PROVIDED PASSAGE:
---+---
Sometimes I wonder why in the world I feel compelled to write, and in that manner of someone prone to over-analyzing things, I say to myself, “Vanity, vanity. All is vanity,” fling my pen (or push my keyboard) away and think writing is a silly thing to pour myself into; to suck up time and resources I could use for other things.
There are probably lots of reasons I write, some I don’t even know, or at least don’t admit to myself. I do know that I’ve figured out how to feel about a lot of things by writing about them. These flickering moments of insight are invaluable. But one reason I’m sure of, I write to preserve things. Handwritten journals fill a bookshelf in my bedroom. I feel driven to save my parents’ memories as well. Nothing prompts my Dad to share a memory with me like driving down Hog Mountain Road here in Watkinsville and seeing a field of cotton in all its glory. He gets this far away look in his eyes and tells stories about picking cotton that make it sound like a trip to Disney World. I”m sure it’s the brain fog called nostalgia that makes him look back so longingly on something that I believe was pretty torturous. I’ve never picked cotton, never hoed cotton, but when I hear my Dad’s stories, they fascinate me, and I must write them down. Many such memories made their way into three books I wrote called The Homegrown Series. Writing the books was a way for me to preserve many of my parents’ stories of their early lives spent on Georgia farms.
---+---
DATA TO USE:
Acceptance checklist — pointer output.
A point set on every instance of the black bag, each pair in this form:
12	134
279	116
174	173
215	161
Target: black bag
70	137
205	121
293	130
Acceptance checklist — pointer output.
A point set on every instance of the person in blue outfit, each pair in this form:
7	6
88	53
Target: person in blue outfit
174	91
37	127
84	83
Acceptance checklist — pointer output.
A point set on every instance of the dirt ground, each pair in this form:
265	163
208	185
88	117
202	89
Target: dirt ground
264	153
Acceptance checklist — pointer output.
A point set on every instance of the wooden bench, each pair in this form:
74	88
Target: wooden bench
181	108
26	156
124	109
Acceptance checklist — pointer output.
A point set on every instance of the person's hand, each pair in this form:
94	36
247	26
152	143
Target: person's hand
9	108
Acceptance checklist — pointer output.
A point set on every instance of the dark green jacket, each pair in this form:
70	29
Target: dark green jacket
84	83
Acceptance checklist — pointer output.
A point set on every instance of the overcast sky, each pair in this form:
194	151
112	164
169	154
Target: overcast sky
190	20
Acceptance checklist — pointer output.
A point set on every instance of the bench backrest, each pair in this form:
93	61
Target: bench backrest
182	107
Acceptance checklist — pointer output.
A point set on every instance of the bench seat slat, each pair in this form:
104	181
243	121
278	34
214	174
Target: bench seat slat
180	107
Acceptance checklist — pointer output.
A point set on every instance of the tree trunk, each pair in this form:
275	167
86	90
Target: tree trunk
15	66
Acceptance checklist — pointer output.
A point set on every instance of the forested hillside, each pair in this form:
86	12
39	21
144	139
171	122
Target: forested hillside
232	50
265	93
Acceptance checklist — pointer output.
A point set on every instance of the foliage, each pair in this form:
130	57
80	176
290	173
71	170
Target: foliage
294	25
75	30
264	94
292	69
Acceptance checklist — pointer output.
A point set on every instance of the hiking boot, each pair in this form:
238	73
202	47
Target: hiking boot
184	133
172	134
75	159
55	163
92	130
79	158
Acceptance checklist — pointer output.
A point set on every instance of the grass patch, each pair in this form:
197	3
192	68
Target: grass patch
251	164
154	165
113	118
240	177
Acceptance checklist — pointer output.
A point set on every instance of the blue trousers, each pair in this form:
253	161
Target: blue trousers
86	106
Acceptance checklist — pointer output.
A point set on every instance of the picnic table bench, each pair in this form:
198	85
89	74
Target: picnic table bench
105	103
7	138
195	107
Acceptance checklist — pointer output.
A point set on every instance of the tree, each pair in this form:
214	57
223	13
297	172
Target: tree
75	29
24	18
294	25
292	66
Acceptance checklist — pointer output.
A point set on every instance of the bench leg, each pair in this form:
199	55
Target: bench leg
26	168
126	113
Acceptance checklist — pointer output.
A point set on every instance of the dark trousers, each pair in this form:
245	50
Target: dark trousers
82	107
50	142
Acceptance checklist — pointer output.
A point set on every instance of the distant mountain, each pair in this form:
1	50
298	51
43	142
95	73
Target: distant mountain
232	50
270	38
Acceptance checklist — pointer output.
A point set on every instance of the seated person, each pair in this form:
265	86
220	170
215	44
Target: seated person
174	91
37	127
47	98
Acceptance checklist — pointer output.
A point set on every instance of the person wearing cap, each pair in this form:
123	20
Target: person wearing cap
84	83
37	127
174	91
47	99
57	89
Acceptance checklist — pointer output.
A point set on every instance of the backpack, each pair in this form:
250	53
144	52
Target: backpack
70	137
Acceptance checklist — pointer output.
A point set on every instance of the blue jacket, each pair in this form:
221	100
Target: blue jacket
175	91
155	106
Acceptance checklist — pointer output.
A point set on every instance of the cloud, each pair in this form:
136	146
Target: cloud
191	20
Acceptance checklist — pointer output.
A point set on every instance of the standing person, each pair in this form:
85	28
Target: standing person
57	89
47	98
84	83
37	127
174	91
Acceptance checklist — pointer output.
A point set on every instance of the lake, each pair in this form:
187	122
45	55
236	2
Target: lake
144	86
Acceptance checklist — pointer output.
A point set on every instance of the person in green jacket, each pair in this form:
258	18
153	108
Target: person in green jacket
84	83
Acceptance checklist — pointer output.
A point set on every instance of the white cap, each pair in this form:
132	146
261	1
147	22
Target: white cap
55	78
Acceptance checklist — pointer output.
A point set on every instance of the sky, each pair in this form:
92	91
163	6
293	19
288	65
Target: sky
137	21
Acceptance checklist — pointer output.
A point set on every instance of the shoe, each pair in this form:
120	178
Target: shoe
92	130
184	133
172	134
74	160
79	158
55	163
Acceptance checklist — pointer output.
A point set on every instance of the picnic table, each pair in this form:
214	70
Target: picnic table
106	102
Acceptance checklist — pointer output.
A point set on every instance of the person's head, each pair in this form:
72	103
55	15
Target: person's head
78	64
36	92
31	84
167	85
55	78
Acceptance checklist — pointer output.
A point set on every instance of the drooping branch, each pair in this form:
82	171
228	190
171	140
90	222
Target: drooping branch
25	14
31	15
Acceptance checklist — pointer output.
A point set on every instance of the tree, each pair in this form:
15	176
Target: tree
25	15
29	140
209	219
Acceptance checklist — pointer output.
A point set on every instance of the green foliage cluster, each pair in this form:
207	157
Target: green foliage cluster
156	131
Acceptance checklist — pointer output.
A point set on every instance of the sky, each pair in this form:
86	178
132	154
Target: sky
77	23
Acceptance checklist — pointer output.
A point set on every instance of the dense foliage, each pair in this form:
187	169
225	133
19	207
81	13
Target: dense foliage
---+---
WHAT IS ASKED:
1. Reproduce the essay about writing in full, word for word.
2. Pull out every line of the entries that contains the word "wooden". Case must match.
The essay and the entries are unrelated material.

RESPONSES:
1.
Sometimes I wonder why in the world I feel compelled to write, and in that manner of someone prone to over-analyzing things, I say to myself, “Vanity, vanity. All is vanity,” fling my pen (or push my keyboard) away and think writing is a silly thing to pour myself into; to suck up time and resources I could use for other things.
There are probably lots of reasons I write, some I don’t even know, or at least don’t admit to myself. I do know that I’ve figured out how to feel about a lot of things by writing about them. These flickering moments of insight are invaluable. But one reason I’m sure of, I write to preserve things. Handwritten journals fill a bookshelf in my bedroom. I feel driven to save my parents’ memories as well. Nothing prompts my Dad to share a memory with me like driving down Hog Mountain Road here in Watkinsville and seeing a field of cotton in all its glory. He gets this far away look in his eyes and tells stories about picking cotton that make it sound like a trip to Disney World. I”m sure it’s the brain fog called nostalgia that makes him look back so longingly on something that I believe was pretty torturous. I’ve never picked cotton, never hoed cotton, but when I hear my Dad’s stories, they fascinate me, and I must write them down. Many such memories made their way into three books I wrote called The Homegrown Series. Writing the books was a way for me to preserve many of my parents’ stories of their early lives spent on Georgia farms.

2.
A point set on every instance of the wooden bench, each pair in this form:
Target: wooden bench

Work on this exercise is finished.